* _DOCUMENT SEGMENT_:
* start *

Jos. A. Bank and Eddie Bauer Combine to Form Khaki Pants Powerhouse
There's no real reason for stylish clothes to correlate with stylish PowerPoint slides, but you'd have to say that Jos. A. Bank's presentation laying out its acquisition of Eddie Bauer does not betray a sophisticated eye for fashion. Get excited:
But there is much to love in this deal. Jos. A. Bank, facing a hostile takeover offer from the essentially indistinguishable Men's Wearhouse, chose to go a different way with Eddie Bauer. Jos. A. Bank poetically describes Eddie Bauer as an "iconic, authentic dual-gender outdoor lifestyle brand," and you can see how that complements Jos. A. Bank, which is among other things single-gender and distinctly indoorsy. The synergies are correspondingly lower than you'd get in a Jos. A. Bank/Men's Wearhouse tie-up, but you can't put a price tag on being ever so slightly cooler.
Also here is a skeptical analyst saying "There'll be synergies on certain product lines like khaki pants," which has made my day quite a bit brighter.
The structure of the transaction is interesting too. Jos. A. Bank will do the following:
- Pay Eddie Bauer's private equity owners, Golden Gate Capital, something like $564 million in cash. 1
- Give Golden Gate 4.7 million shares of Jos. A. Bank stock "at $56 per share," for a value of the stock consideration of $261 million (and total consideration of $825 million).

* end *

* _RECORDS PROVIDED_:
* start *

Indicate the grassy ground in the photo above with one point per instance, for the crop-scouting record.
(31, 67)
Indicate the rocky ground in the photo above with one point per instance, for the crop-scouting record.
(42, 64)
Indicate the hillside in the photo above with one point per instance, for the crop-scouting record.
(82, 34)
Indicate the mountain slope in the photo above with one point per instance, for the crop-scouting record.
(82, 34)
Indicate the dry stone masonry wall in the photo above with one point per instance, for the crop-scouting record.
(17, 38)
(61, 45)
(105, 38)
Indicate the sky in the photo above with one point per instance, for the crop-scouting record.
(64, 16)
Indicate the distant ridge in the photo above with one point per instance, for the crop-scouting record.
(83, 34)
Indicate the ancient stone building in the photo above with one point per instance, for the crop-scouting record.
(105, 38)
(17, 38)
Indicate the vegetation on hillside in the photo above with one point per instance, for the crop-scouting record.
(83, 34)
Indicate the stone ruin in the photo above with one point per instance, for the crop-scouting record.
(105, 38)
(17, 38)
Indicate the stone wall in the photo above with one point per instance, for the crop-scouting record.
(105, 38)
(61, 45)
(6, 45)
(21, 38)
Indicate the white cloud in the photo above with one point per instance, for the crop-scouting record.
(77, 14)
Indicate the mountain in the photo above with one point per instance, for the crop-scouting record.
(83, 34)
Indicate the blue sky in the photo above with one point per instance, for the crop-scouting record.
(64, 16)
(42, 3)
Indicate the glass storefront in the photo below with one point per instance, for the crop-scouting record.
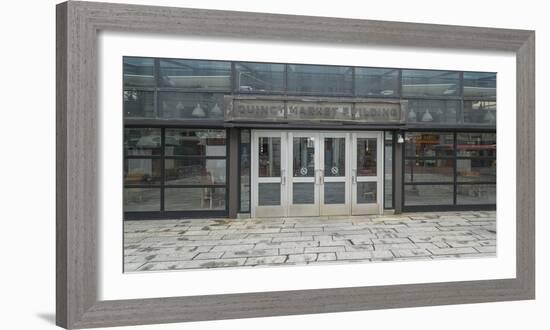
(449, 169)
(176, 145)
(174, 169)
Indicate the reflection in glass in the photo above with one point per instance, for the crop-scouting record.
(429, 194)
(191, 105)
(377, 82)
(480, 112)
(195, 171)
(320, 79)
(335, 192)
(476, 170)
(366, 157)
(335, 157)
(388, 170)
(195, 142)
(303, 159)
(139, 104)
(366, 192)
(269, 194)
(259, 77)
(142, 141)
(432, 111)
(480, 84)
(141, 199)
(476, 144)
(430, 83)
(476, 194)
(191, 199)
(303, 193)
(138, 72)
(195, 74)
(142, 171)
(429, 170)
(269, 160)
(244, 152)
(429, 144)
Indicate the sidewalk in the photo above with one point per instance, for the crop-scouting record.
(158, 245)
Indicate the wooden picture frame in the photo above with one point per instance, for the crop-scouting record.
(77, 190)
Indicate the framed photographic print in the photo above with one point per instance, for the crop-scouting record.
(217, 164)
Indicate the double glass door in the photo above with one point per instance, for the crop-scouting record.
(305, 173)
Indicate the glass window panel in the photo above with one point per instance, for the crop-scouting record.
(476, 144)
(335, 192)
(429, 144)
(319, 79)
(194, 199)
(141, 199)
(260, 77)
(388, 170)
(335, 157)
(142, 171)
(377, 82)
(429, 170)
(269, 149)
(480, 112)
(142, 141)
(244, 151)
(366, 192)
(303, 193)
(195, 171)
(139, 72)
(191, 105)
(429, 195)
(303, 159)
(269, 194)
(476, 194)
(480, 84)
(430, 83)
(432, 111)
(195, 74)
(139, 104)
(366, 157)
(476, 170)
(195, 142)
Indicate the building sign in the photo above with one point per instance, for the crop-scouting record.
(318, 111)
(285, 110)
(255, 110)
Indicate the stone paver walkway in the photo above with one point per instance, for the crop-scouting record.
(158, 245)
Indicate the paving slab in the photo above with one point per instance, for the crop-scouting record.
(163, 245)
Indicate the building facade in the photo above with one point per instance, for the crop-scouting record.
(207, 138)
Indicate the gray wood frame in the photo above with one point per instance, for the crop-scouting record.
(77, 191)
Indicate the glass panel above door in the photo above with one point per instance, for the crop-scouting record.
(335, 157)
(303, 158)
(269, 152)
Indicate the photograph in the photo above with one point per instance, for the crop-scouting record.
(217, 163)
(260, 164)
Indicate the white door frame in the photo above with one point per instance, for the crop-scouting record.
(334, 209)
(295, 210)
(271, 210)
(286, 180)
(368, 208)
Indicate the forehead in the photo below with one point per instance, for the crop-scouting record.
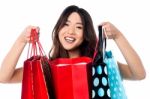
(74, 17)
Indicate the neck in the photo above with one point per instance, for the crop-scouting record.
(74, 54)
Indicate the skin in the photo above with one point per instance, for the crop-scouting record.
(73, 29)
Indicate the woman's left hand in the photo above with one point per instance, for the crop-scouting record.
(111, 32)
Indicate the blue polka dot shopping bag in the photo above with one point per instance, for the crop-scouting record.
(106, 79)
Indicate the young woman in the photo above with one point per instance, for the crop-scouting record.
(73, 36)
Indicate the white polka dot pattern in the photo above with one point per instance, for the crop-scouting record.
(100, 87)
(114, 78)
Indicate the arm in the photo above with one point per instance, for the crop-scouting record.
(134, 69)
(8, 71)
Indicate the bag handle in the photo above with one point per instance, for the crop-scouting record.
(100, 45)
(35, 45)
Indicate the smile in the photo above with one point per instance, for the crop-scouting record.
(69, 39)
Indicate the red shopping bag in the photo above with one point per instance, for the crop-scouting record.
(72, 78)
(37, 79)
(27, 86)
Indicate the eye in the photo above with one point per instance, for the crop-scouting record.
(66, 24)
(79, 27)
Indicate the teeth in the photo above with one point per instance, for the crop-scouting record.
(69, 39)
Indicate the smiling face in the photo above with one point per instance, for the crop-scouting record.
(71, 34)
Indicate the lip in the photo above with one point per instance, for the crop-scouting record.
(69, 39)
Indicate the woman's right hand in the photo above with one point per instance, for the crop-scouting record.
(25, 35)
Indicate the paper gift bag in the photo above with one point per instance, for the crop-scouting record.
(72, 78)
(27, 86)
(36, 84)
(100, 85)
(117, 90)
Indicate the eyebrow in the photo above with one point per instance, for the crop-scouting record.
(76, 23)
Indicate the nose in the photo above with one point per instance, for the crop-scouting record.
(71, 30)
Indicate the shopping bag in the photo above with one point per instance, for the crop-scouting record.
(27, 86)
(100, 85)
(114, 81)
(72, 77)
(117, 90)
(37, 79)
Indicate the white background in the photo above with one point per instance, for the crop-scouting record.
(130, 16)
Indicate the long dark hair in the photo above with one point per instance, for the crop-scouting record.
(88, 45)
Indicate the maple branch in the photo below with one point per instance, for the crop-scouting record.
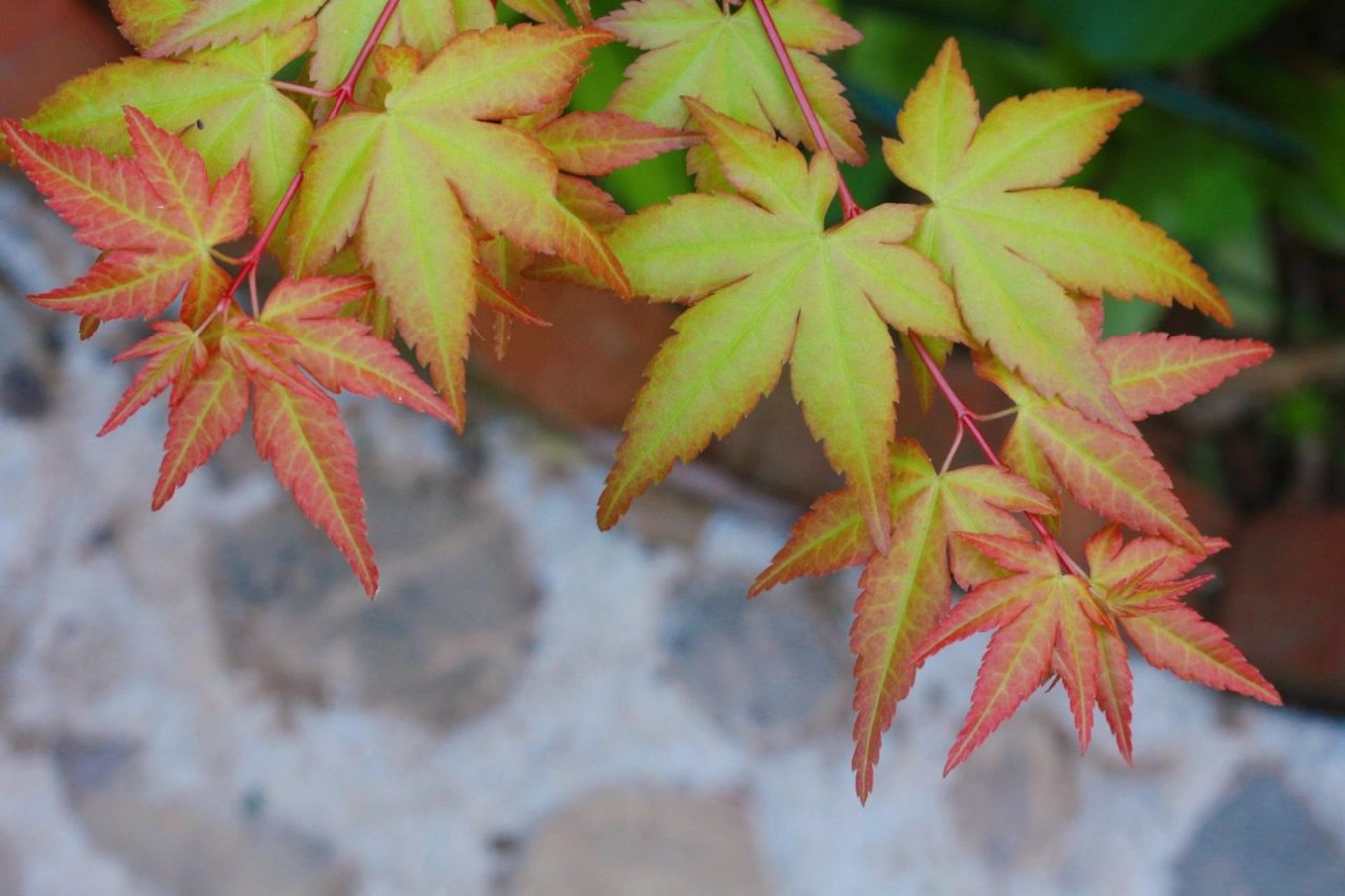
(849, 206)
(342, 94)
(305, 89)
(966, 417)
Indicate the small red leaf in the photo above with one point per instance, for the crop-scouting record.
(175, 354)
(1114, 689)
(1016, 661)
(307, 444)
(1197, 650)
(1153, 373)
(211, 410)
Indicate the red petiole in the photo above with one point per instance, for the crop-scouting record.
(966, 417)
(342, 94)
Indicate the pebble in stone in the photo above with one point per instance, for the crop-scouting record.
(1260, 840)
(92, 763)
(643, 844)
(181, 848)
(1019, 792)
(444, 640)
(23, 393)
(772, 671)
(10, 871)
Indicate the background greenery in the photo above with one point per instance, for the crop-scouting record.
(1239, 153)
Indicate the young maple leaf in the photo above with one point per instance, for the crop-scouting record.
(155, 217)
(174, 356)
(342, 353)
(1106, 470)
(771, 284)
(298, 427)
(595, 144)
(144, 22)
(1153, 373)
(588, 144)
(410, 182)
(1044, 620)
(698, 49)
(214, 23)
(306, 443)
(426, 26)
(833, 534)
(905, 591)
(1013, 241)
(221, 102)
(210, 408)
(1169, 636)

* end *

* _REQUIRED TASK_: From the article on the Jos. A. Bank acquisition of Eddie Bauer, copy out word for word the passage from "Also here is" to "of $825 million).".

* _TASK OUTPUT_:
Also here is a skeptical analyst saying "There'll be synergies on certain product lines like khaki pants," which has made my day quite a bit brighter.
The structure of the transaction is interesting too. Jos. A. Bank will do the following:
- Pay Eddie Bauer's private equity owners, Golden Gate Capital, something like $564 million in cash. 1
- Give Golden Gate 4.7 million shares of Jos. A. Bank stock "at $56 per share," for a value of the stock consideration of $261 million (and total consideration of $825 million).